- Task to carry out
Could you retype the records word for word but without any pictures?
:: Materials provided ::
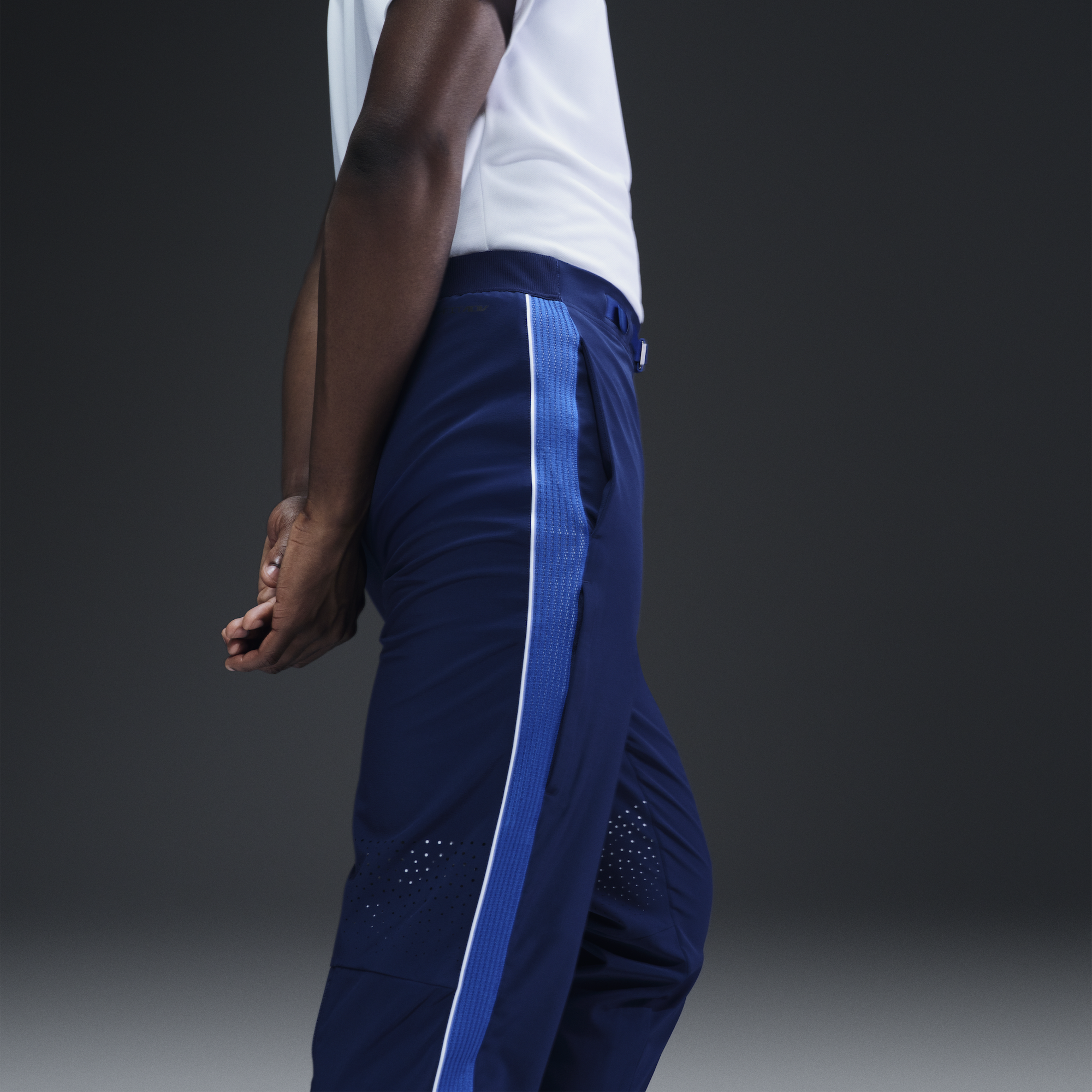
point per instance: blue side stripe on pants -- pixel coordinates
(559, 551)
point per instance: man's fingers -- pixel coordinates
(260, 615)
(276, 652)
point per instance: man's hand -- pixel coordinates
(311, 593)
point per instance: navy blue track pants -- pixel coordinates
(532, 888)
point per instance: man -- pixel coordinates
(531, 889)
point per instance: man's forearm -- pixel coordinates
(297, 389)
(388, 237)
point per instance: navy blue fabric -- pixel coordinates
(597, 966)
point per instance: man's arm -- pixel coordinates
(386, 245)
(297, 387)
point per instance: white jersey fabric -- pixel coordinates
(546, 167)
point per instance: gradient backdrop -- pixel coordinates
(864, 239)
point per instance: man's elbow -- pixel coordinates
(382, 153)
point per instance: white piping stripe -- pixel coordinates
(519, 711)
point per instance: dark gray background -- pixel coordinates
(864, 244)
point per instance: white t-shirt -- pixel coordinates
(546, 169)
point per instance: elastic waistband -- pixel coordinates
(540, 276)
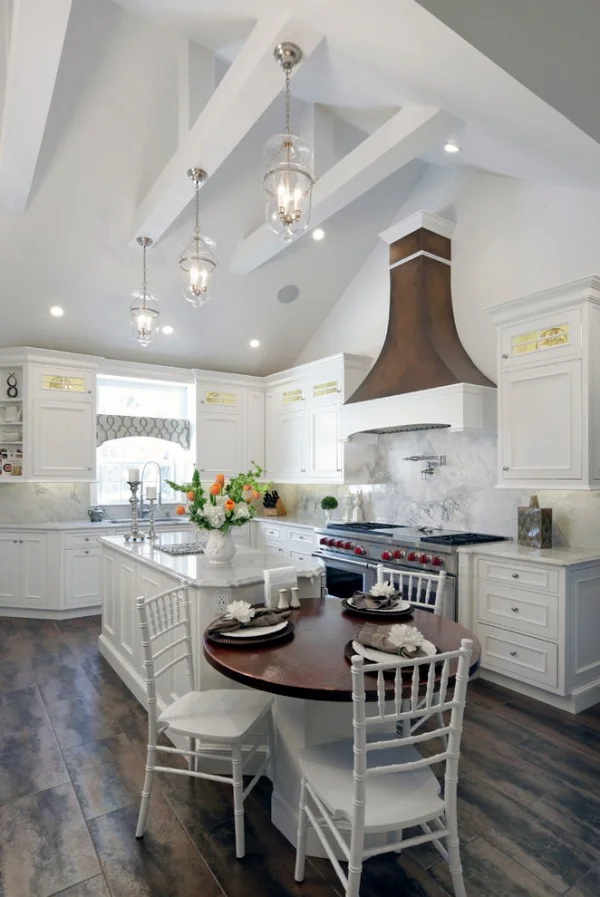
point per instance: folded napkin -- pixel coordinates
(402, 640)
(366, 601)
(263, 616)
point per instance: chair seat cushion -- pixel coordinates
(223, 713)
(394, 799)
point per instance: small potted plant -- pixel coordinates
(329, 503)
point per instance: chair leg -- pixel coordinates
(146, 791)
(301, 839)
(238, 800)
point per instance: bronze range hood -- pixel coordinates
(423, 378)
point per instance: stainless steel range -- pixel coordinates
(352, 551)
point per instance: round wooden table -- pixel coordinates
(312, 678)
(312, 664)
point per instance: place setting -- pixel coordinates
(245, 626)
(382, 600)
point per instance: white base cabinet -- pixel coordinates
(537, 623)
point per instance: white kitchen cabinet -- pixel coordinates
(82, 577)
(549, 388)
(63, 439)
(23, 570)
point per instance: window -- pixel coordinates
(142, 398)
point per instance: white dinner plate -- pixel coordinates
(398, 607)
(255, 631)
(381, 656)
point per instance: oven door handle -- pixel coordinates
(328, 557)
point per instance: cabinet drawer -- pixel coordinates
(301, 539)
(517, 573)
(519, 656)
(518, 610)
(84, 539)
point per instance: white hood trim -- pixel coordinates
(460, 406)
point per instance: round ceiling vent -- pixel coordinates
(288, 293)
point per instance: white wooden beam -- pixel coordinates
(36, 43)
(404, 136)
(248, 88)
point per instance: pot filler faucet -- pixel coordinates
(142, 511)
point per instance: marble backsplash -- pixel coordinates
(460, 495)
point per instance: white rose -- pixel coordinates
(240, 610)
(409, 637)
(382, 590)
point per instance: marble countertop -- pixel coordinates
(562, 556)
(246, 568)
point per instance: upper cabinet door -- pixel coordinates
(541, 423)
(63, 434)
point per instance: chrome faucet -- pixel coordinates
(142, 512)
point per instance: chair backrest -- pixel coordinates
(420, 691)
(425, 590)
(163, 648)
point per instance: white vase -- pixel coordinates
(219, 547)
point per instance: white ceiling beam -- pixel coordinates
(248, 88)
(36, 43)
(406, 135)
:::
- Result of the exercise
point per instance: blue side stripe on pants -- pixel coordinates
(559, 551)
point per instance: man's fingers -- pixel coordinates
(260, 615)
(276, 652)
point per instance: man's hand -- pixel coordinates
(311, 593)
point per instance: navy blue track pants -- pixel coordinates
(532, 888)
point per instance: man -- pixel coordinates
(531, 889)
point per instance: man's forearm -- pixel coordinates
(297, 389)
(388, 237)
point per instance: navy blue fabric -- pixel coordinates
(597, 966)
point per instance: man's arm -- pixel coordinates
(386, 245)
(297, 387)
point per instance: white jersey fabric -- pixel coordinates
(546, 167)
point per instance: gradient backdrop -- pixel coordinates
(864, 239)
point per instance: man's elbow -- pixel coordinates
(382, 153)
point per instance: white piping stripe -- pixel coordinates
(519, 711)
point per instance: dark gray background -- pixel coordinates
(864, 244)
point per instance: white t-shirt -- pixel coordinates
(546, 169)
point per instance: elastic waistband -- pixel coordinates
(540, 276)
point per instance: folded napkin -- pixel coordinates
(402, 640)
(366, 601)
(263, 616)
point per instance: chair seat cushion -- pixel coordinates
(223, 713)
(394, 799)
point per instance: small potted plant -- pixel coordinates
(329, 503)
point per instance: chair leg -- pixel coordinates
(146, 791)
(301, 839)
(238, 800)
point per instance: bronze range hood -- pixel coordinates
(423, 378)
point per instance: stainless steel range -- pixel coordinates
(352, 551)
point per instance: round wooden table -- pixel coordinates
(312, 678)
(312, 664)
point per instance: place setting -- pixel coordinates
(245, 626)
(382, 600)
point per instance: white base cabinet -- pixel coordinates
(537, 623)
point per instance: white kitchen cabinet -- pixel coordinates
(82, 577)
(549, 388)
(63, 439)
(23, 570)
point per instance: window -- pixel coordinates
(142, 398)
point per instance: white dinner plate -- pixel coordinates
(398, 607)
(255, 631)
(381, 656)
point per instance: oven door handle -- pixel coordinates
(328, 557)
point per instance: cabinet drawer -- pixel coordinates
(301, 539)
(517, 573)
(519, 656)
(518, 610)
(84, 539)
point per instance: white hood trim -- pixel coordinates
(460, 406)
point per instance: round ceiling vent -- pixel coordinates
(288, 293)
point per instance: white wooden beam -- pixel coordinates
(36, 43)
(404, 136)
(248, 88)
point per instance: pot filler faucet -- pixel coordinates
(142, 511)
point per instance: marble backsplash -- pixel coordinates
(460, 495)
point per instance: white rose -- pixel coordinates
(240, 610)
(409, 637)
(382, 590)
point per instance: marble countertop -- pixel coordinates
(562, 556)
(246, 568)
point per instance: upper cabinet door -- pixel coordinates
(541, 423)
(63, 434)
point per instance: chrome faucet -- pixel coordinates
(142, 512)
point per instance: chair backrest -- pixel coordinates
(420, 691)
(425, 590)
(163, 648)
point per instance: white vase -- pixel coordinates
(219, 547)
point per instance: white ceiling beam -- pixel coordinates
(248, 88)
(36, 43)
(406, 135)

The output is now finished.